Print the records below verbatim, from the line with "The prompts of" to the line with "positive clicks: (14, 466)", both included.
--- EXTRACTED INFORMATION Enclosed Below ---
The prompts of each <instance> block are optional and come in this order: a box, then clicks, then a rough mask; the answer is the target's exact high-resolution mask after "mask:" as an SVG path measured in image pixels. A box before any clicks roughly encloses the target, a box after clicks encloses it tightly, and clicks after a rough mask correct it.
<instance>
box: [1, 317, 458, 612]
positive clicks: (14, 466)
--- End of Enclosed EXTRACTED INFORMATION ---
--- EXTRACTED INFORMATION Enclosed Below ---
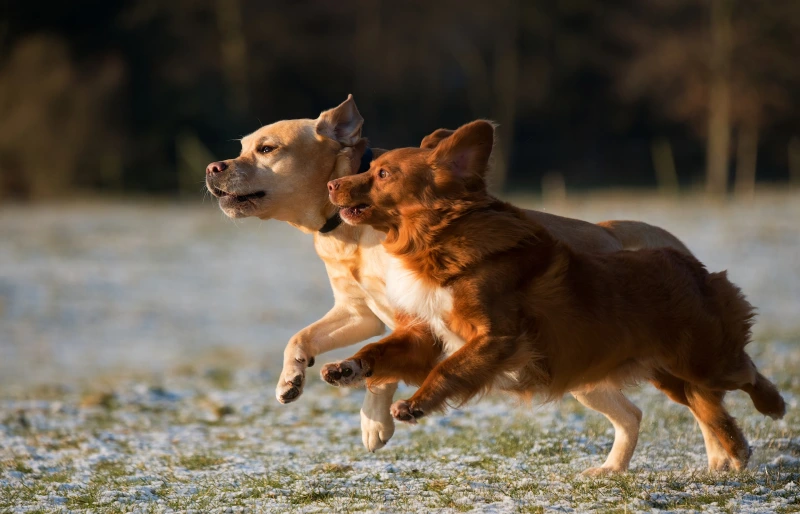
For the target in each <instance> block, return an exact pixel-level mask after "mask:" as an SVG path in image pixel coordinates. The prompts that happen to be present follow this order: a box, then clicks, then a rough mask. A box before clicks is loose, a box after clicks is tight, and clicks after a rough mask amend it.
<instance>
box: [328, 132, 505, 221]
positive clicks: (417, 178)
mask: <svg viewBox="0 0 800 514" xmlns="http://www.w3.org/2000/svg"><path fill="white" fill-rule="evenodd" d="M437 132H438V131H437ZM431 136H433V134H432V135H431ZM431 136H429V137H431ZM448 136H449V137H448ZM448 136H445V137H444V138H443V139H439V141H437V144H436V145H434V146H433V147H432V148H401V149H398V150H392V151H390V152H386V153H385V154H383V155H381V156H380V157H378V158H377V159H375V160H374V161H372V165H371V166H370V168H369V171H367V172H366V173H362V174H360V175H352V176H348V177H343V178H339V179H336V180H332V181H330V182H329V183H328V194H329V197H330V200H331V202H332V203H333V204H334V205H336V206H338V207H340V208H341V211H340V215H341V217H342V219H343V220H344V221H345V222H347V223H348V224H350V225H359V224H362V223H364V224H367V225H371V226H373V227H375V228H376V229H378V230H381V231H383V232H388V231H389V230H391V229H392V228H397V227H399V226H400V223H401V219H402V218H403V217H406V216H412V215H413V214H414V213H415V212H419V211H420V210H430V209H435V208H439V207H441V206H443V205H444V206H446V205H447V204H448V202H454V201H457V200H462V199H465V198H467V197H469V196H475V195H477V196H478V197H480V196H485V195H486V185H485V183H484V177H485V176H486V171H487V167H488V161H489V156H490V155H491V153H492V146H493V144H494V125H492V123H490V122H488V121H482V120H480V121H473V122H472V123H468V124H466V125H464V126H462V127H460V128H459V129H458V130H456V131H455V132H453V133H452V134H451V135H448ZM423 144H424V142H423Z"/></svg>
--- End of Enclosed EXTRACTED INFORMATION ---
--- EXTRACTED INFORMATION Enclosed Below ---
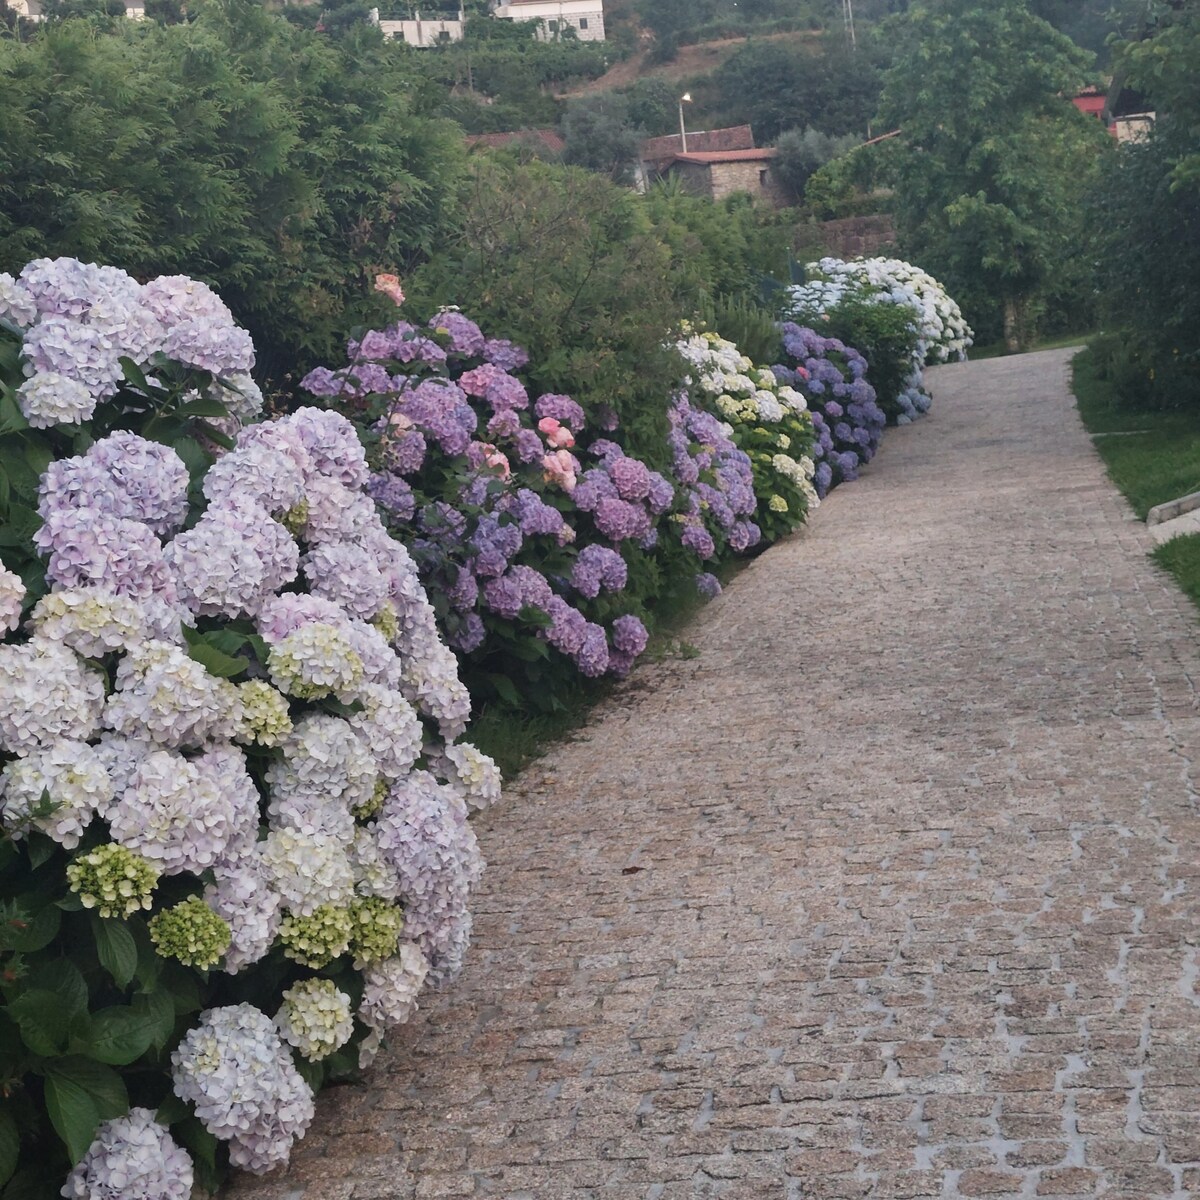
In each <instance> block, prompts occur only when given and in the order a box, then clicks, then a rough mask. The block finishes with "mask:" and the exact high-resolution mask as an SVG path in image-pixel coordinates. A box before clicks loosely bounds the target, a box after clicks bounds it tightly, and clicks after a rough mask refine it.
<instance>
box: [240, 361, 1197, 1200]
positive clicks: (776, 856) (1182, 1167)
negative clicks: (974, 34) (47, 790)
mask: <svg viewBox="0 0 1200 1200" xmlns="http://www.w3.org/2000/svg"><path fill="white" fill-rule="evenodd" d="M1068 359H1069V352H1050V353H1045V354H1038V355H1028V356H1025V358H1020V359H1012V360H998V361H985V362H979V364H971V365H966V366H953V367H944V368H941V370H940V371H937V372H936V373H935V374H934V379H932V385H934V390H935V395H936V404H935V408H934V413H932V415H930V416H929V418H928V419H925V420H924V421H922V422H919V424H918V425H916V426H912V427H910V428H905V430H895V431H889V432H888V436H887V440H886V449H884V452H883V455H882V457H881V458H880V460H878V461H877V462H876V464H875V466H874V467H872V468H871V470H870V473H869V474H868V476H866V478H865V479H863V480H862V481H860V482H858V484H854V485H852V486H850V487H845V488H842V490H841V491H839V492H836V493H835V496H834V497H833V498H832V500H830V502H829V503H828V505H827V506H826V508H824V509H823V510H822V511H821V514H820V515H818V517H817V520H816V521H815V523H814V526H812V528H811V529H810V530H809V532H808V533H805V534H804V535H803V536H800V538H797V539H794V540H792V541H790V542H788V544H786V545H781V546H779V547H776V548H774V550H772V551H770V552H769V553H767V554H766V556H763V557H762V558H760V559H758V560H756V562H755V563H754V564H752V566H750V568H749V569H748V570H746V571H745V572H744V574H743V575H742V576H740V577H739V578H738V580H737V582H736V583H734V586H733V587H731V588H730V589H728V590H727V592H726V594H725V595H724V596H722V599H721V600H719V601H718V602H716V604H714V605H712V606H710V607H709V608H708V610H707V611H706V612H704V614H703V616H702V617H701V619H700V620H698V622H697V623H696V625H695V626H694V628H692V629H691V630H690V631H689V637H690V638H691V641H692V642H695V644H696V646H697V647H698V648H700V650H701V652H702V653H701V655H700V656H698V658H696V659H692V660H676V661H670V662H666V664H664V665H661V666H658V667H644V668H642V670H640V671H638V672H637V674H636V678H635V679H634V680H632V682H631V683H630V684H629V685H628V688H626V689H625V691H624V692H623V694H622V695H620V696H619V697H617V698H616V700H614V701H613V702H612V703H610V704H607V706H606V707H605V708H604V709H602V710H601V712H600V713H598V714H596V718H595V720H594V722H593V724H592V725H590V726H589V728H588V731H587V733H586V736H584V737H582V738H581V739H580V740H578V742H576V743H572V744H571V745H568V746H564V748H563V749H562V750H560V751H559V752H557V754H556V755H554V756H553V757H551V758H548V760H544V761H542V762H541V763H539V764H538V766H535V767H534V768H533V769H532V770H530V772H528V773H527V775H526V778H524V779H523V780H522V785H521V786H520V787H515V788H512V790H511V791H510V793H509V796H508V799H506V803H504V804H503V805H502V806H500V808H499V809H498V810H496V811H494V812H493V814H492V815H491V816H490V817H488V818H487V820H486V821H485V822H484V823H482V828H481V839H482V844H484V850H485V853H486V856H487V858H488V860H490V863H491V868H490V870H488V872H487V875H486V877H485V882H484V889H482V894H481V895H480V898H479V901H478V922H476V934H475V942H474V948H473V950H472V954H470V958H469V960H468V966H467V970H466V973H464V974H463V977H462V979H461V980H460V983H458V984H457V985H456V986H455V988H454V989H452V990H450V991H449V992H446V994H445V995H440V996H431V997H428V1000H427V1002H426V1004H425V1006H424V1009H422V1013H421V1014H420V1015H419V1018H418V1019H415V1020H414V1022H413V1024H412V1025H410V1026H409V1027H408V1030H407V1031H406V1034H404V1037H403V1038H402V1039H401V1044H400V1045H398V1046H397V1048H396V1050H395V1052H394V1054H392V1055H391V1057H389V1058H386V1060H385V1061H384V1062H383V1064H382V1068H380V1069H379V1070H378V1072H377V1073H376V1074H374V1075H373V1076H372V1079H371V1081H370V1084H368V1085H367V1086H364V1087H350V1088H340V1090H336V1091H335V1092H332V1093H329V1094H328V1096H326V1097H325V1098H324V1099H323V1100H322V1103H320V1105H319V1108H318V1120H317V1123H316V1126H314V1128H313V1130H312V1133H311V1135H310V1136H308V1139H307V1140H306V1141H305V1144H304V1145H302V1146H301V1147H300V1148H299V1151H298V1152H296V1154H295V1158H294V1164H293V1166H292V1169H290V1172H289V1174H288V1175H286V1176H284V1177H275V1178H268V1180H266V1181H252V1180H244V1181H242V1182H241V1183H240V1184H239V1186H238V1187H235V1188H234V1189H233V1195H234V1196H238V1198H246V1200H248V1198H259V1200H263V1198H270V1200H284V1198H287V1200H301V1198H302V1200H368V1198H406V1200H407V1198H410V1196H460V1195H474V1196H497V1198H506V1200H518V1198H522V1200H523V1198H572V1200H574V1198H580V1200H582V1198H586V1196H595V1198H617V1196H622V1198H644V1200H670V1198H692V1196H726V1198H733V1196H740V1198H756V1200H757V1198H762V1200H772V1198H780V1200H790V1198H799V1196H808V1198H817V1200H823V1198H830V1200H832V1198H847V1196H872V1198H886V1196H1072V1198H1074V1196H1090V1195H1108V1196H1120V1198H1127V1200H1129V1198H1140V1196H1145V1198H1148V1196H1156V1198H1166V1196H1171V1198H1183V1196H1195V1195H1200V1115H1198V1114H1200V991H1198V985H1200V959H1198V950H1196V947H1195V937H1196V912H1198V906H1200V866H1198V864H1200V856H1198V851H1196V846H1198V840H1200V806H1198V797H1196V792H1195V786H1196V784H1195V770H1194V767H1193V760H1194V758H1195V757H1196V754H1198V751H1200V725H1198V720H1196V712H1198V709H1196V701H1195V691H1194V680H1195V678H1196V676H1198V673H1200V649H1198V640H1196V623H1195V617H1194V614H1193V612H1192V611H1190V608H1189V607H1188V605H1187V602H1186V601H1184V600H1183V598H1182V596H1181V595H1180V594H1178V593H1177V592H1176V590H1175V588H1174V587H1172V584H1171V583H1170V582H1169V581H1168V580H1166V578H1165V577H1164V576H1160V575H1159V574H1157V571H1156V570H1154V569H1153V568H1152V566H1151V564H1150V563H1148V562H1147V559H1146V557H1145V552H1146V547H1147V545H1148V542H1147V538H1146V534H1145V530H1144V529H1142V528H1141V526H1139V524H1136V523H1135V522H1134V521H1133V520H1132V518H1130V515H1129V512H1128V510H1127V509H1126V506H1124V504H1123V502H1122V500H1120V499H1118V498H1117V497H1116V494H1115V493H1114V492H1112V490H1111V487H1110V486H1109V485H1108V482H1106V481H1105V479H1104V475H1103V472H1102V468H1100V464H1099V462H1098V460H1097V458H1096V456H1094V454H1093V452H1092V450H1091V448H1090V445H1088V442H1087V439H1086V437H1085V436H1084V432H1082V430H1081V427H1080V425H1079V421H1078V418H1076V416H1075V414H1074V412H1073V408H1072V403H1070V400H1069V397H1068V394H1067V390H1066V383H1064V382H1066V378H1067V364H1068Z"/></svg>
--- End of Enclosed EXTRACTED INFORMATION ---
▶ **WRITTEN RESPONSE**:
The prompts of each <instance> block are optional and come in this order: a box, then clicks, then a rough mask; the answer is the target's exact high-resolution mask after "mask:" as an SVG path measured in image pixels. A box before any clicks roughly encloses the target, a box after clicks encloses it tightly, and clicks after a rough mask correct it.
<instance>
box: [1, 317, 458, 612]
positive clicks: (14, 466)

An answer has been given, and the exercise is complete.